PROBLEM TO SOLVE:
Exclude all pictures, then restate the entries below word for word.

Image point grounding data
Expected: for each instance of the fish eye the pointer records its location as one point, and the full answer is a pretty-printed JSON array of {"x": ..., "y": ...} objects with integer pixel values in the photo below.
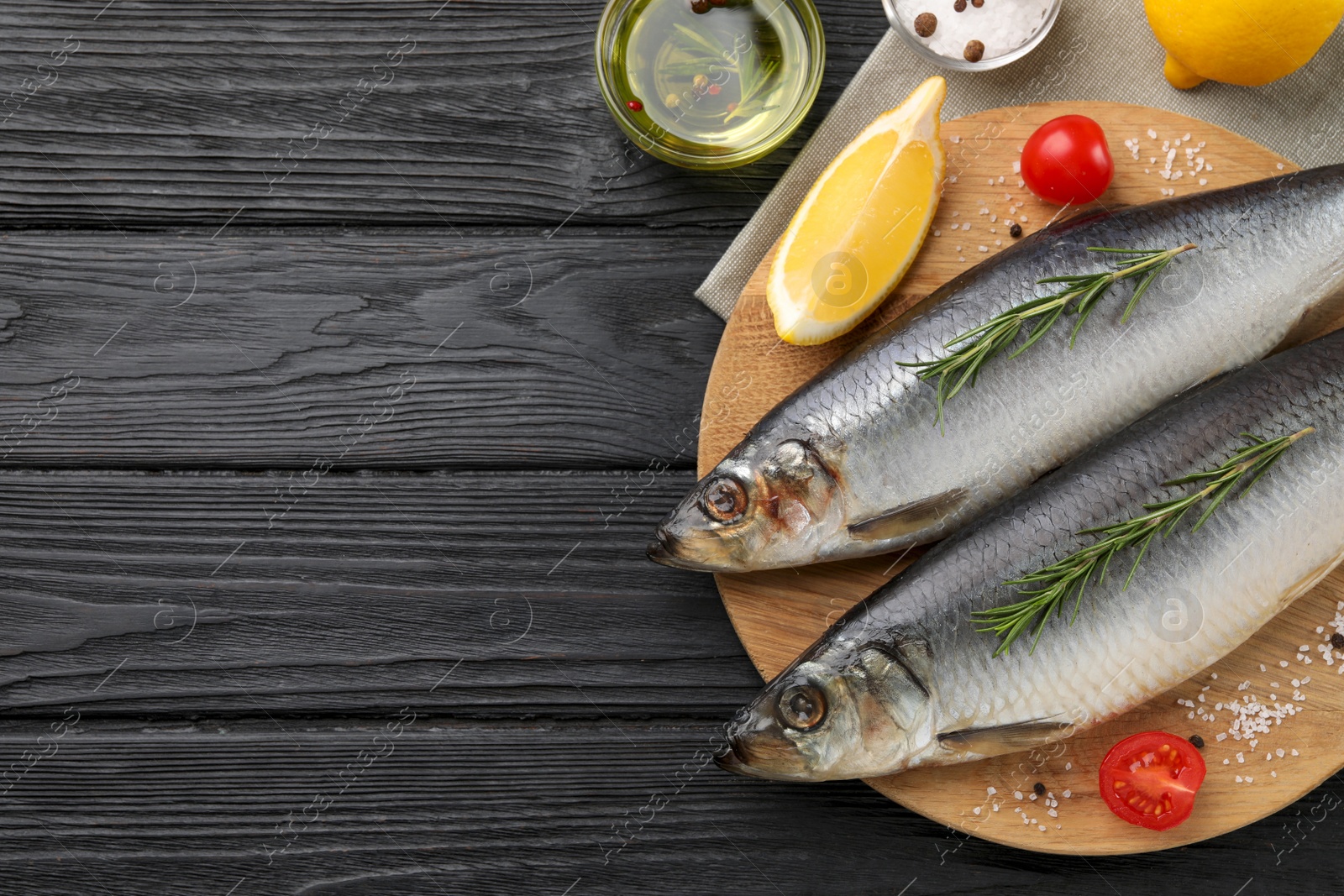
[
  {"x": 725, "y": 500},
  {"x": 803, "y": 707}
]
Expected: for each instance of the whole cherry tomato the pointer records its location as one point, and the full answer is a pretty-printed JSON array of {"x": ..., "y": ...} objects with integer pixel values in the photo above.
[
  {"x": 1068, "y": 161},
  {"x": 1151, "y": 779}
]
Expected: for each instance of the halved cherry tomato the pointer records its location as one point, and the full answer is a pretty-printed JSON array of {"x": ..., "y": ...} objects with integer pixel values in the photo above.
[
  {"x": 1068, "y": 161},
  {"x": 1151, "y": 779}
]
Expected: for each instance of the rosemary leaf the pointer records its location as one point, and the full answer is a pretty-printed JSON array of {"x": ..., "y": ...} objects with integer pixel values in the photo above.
[
  {"x": 1066, "y": 578},
  {"x": 1081, "y": 295}
]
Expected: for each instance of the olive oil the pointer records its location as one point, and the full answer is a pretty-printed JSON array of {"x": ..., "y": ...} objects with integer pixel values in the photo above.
[{"x": 710, "y": 76}]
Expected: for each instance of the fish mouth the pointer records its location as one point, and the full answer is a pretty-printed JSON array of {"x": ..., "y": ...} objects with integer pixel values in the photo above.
[
  {"x": 663, "y": 550},
  {"x": 732, "y": 761}
]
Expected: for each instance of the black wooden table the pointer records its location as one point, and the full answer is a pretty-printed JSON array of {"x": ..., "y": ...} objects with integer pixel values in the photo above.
[{"x": 349, "y": 358}]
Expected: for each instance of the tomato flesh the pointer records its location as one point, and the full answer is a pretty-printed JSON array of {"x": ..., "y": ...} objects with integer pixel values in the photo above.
[
  {"x": 1066, "y": 160},
  {"x": 1151, "y": 779}
]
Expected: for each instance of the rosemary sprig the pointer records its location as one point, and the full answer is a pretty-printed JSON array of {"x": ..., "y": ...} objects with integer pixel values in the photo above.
[
  {"x": 1068, "y": 577},
  {"x": 1079, "y": 296}
]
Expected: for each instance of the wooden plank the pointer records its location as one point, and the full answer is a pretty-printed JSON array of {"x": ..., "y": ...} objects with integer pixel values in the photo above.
[
  {"x": 437, "y": 806},
  {"x": 495, "y": 351},
  {"x": 492, "y": 116},
  {"x": 201, "y": 593},
  {"x": 779, "y": 614}
]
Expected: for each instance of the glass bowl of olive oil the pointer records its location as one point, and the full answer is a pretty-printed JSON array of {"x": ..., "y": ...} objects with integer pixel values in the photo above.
[{"x": 710, "y": 83}]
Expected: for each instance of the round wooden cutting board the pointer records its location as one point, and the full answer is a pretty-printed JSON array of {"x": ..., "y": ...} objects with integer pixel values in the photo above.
[{"x": 777, "y": 614}]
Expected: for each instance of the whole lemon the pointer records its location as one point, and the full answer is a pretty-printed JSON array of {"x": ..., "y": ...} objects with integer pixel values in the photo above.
[{"x": 1249, "y": 42}]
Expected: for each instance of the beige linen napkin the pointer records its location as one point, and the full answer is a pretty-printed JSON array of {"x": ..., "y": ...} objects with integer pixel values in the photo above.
[{"x": 1097, "y": 50}]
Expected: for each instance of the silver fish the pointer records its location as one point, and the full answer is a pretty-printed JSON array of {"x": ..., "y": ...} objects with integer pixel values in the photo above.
[
  {"x": 853, "y": 464},
  {"x": 905, "y": 679}
]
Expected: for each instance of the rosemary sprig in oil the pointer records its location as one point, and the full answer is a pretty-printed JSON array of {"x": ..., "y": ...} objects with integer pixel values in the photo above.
[
  {"x": 1079, "y": 296},
  {"x": 1068, "y": 577}
]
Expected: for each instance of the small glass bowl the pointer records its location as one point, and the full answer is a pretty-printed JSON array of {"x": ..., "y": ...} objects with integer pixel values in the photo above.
[
  {"x": 963, "y": 65},
  {"x": 676, "y": 150}
]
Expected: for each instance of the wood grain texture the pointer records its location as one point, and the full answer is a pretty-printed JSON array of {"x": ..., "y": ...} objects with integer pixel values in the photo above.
[
  {"x": 487, "y": 809},
  {"x": 175, "y": 112},
  {"x": 514, "y": 351},
  {"x": 202, "y": 597},
  {"x": 777, "y": 614}
]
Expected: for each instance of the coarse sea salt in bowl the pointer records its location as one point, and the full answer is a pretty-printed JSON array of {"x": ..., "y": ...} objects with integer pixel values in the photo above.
[{"x": 972, "y": 35}]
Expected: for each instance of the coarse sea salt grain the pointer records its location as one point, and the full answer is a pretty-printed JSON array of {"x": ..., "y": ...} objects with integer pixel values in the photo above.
[{"x": 1001, "y": 27}]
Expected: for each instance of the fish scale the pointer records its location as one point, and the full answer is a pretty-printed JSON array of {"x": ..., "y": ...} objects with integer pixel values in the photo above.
[
  {"x": 1236, "y": 566},
  {"x": 1194, "y": 598},
  {"x": 1268, "y": 253}
]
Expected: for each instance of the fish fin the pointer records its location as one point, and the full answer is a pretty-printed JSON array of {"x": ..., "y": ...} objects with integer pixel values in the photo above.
[
  {"x": 904, "y": 669},
  {"x": 1308, "y": 582},
  {"x": 911, "y": 517},
  {"x": 999, "y": 739}
]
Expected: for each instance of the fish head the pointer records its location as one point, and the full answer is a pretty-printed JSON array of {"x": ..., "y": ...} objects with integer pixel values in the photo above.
[
  {"x": 840, "y": 711},
  {"x": 765, "y": 506}
]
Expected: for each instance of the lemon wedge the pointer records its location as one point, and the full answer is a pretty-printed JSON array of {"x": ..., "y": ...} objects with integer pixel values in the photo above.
[{"x": 860, "y": 224}]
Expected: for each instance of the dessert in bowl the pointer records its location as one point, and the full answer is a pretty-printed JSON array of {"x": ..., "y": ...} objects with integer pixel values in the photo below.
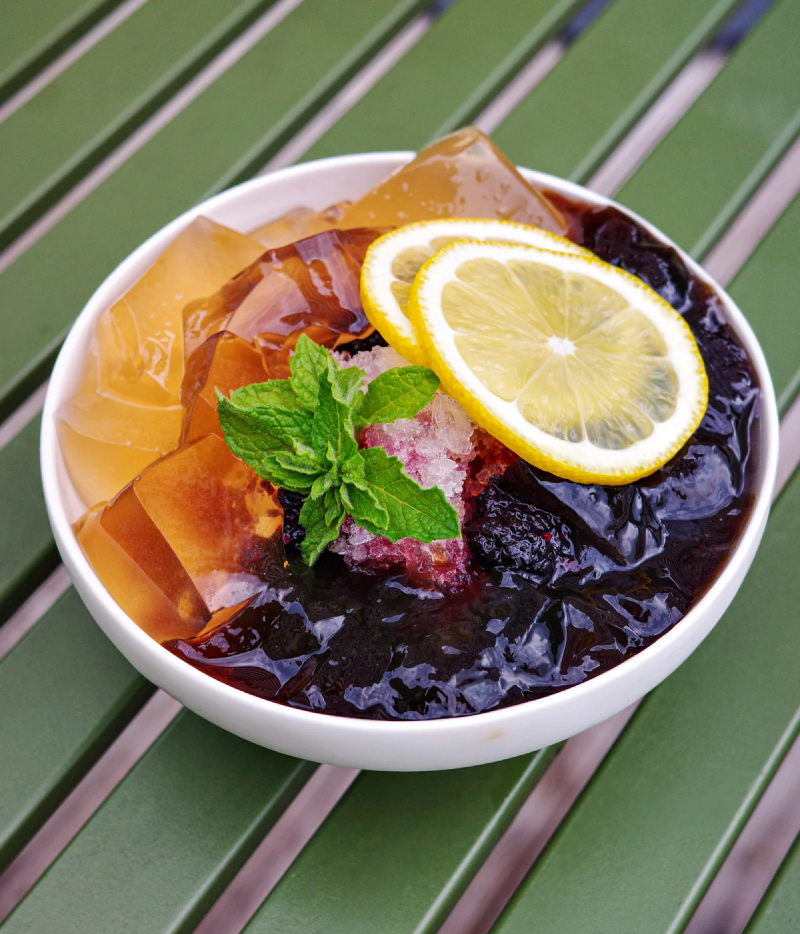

RESPONSE TO THE TASK:
Expected: for each instance of the fish eye the pointer records its location as one point, and the full answer is a pretty-printed JSON array of {"x": ..., "y": ...} objects with integer pixel values in the photo below.
[
  {"x": 725, "y": 500},
  {"x": 803, "y": 707}
]
Expected: for each instance of the whole cherry tomato the pointer records its location as one point, and the full answer is a pretty-printed JSON array of {"x": ..., "y": ...} objects with integer pixel values in the photo above.
[
  {"x": 1068, "y": 161},
  {"x": 1151, "y": 779}
]
Expected: for each instance of the halved cherry tomato the pointer records its location as one point, and the full answer is a pretty-printed JSON array of {"x": ..., "y": ...} objects with integer pixel values in the photo above.
[
  {"x": 1068, "y": 161},
  {"x": 1151, "y": 779}
]
Expected: for each instance of the rosemary leaf the pointer records its location as one point, and the full answer is a pretty-printed JSON array of {"x": ..., "y": ...} objects with integer pixel values in the photo above.
[
  {"x": 1066, "y": 578},
  {"x": 1081, "y": 295}
]
Expected: for each instance of the olive oil the pointer records its location as one point, and the full answer is a pretty-printed JSON array of {"x": ..., "y": ...} objects with integer pixel values in the photo above.
[{"x": 710, "y": 76}]
Expected: for each instance of the fish mouth the pointer records its location as one point, and the full answer is a pretty-printed JSON array of {"x": ..., "y": ...} objects with integer pixel values in the photo above.
[
  {"x": 663, "y": 550},
  {"x": 732, "y": 761}
]
Expected: for each instance of the black wooden table the pointer records its location as one point, and the full answer is a pretty-printed JSON array of {"x": ..., "y": ...} objects with integer pixel values in the photo above.
[{"x": 349, "y": 358}]
Expected: for each instance of the tomato flesh the pointer records its location as one point, and the full answer is a pretty-printed JSON array of {"x": ..., "y": ...} objects with integer pixel values in the photo above.
[
  {"x": 1066, "y": 160},
  {"x": 1151, "y": 779}
]
Expected: for each instance of the rosemary sprig the pointer records its location as one point, and the full answer is a pretty-printed JSON array of {"x": ..., "y": ...} objects with integer pixel values in the photo above.
[
  {"x": 1068, "y": 577},
  {"x": 1079, "y": 296}
]
Expected: for each instance of the wooden plank the pointer records its location as one point, and the full answer is a pretty-printed JSON array of {"x": ..., "y": ...} objects with integer pixel values in the photo above.
[
  {"x": 437, "y": 806},
  {"x": 495, "y": 351},
  {"x": 492, "y": 116},
  {"x": 201, "y": 593},
  {"x": 779, "y": 614}
]
Expected: for each instance of the glass bowl of olive oil the pointer records its location as one point, and the full answer is a pretty-printed JSON array of {"x": ..., "y": ...} objects with integer pixel values in the photo above.
[{"x": 710, "y": 83}]
Expected: for each instance of the round wooden cutting board the pointer records its location as one point, and the full answer is a pretty-printed JSON array of {"x": ..., "y": ...} objects with integer pixel values in the photo above.
[{"x": 777, "y": 614}]
Expected: for each instance of the whole lemon the pointer records its location as one point, and the full answer is a pretty-printed JSON array of {"x": ..., "y": ...} objects with integer pixel values in the photo above.
[{"x": 1249, "y": 42}]
Expected: for each instance of the beige linen napkin the pointer records its location as one point, and the full answer is a pretty-printed JSON array of {"x": ..., "y": ...} objects with integer pixel values in the photo above.
[{"x": 1097, "y": 50}]
Expected: for each instance of the silver fish the pointer records its location as one point, and the full answer is a pretty-printed JSON array of {"x": ..., "y": ...} objects with integer pixel values in the photo above.
[
  {"x": 853, "y": 464},
  {"x": 905, "y": 679}
]
Expected: for each instance of the rosemary sprig in oil the pointer records its location as one point, and the full answer is a pretty-printed JSON array of {"x": ..., "y": ...} objects with integer pixel values in the photo above.
[
  {"x": 1079, "y": 296},
  {"x": 1068, "y": 577}
]
Expected: for each instance of the small glass bowl the pointer records its location as one point, and the full answer is a pretty-printed JSON array of {"x": ..., "y": ...} objects with integer pixel values in the photo above.
[
  {"x": 963, "y": 65},
  {"x": 676, "y": 150}
]
Expected: for each instance of the wood grain texture the pointer records its location as one point, and the full answer is a pretty-printed JSON array of {"x": ..., "y": ...} objects with integer pixel values in the photo above.
[
  {"x": 487, "y": 809},
  {"x": 175, "y": 112},
  {"x": 514, "y": 351},
  {"x": 202, "y": 597},
  {"x": 777, "y": 614}
]
Expected: for each instance of the coarse sea salt in bowl the pointer records its location as one point, and the full answer is a pretty-printed JSON array of {"x": ..., "y": ...} objects with integer pixel values in the photo above.
[{"x": 972, "y": 35}]
Expected: for each instance of the coarse sea salt grain the pointer records its location as one point, and the full answer is a pretty-printed JSON array of {"x": ..., "y": ...} objects with integer pixel values in the photo above.
[{"x": 1001, "y": 27}]
Expected: for each instance of the fish scale the pointer records its location as one point, and the full answer is a pretty-printed JSON array of {"x": ..., "y": ...} objects with integer pixel values in the photo above.
[
  {"x": 1236, "y": 566},
  {"x": 1194, "y": 598},
  {"x": 1268, "y": 253}
]
Expected: for each instance of the fish fin the pointer records its location as one point, and the full answer is a pretty-printed JSON array of {"x": ..., "y": ...} objects with integer pixel values in the photo above.
[
  {"x": 904, "y": 669},
  {"x": 1308, "y": 582},
  {"x": 911, "y": 517},
  {"x": 999, "y": 739}
]
Expected: for each instance of the fish head the pointer records its location as one point, and the full answer is a pretty-printed JSON array of {"x": ..., "y": ...} objects with integer pixel values in the photo above.
[
  {"x": 840, "y": 711},
  {"x": 765, "y": 506}
]
Expected: for each instance of the lemon wedge the pointer records its location as one point, and the full answer is a pretty-printed JSON array of {"x": ..., "y": ...} objects with integer pixel values in the photo above.
[{"x": 860, "y": 224}]
Expected: for each instance of the dessert in bowl the pointer records its location as one point, and the full answer is a pretty-printed JSON array of {"x": ..., "y": ...} objects with integer pixel values in the photo below.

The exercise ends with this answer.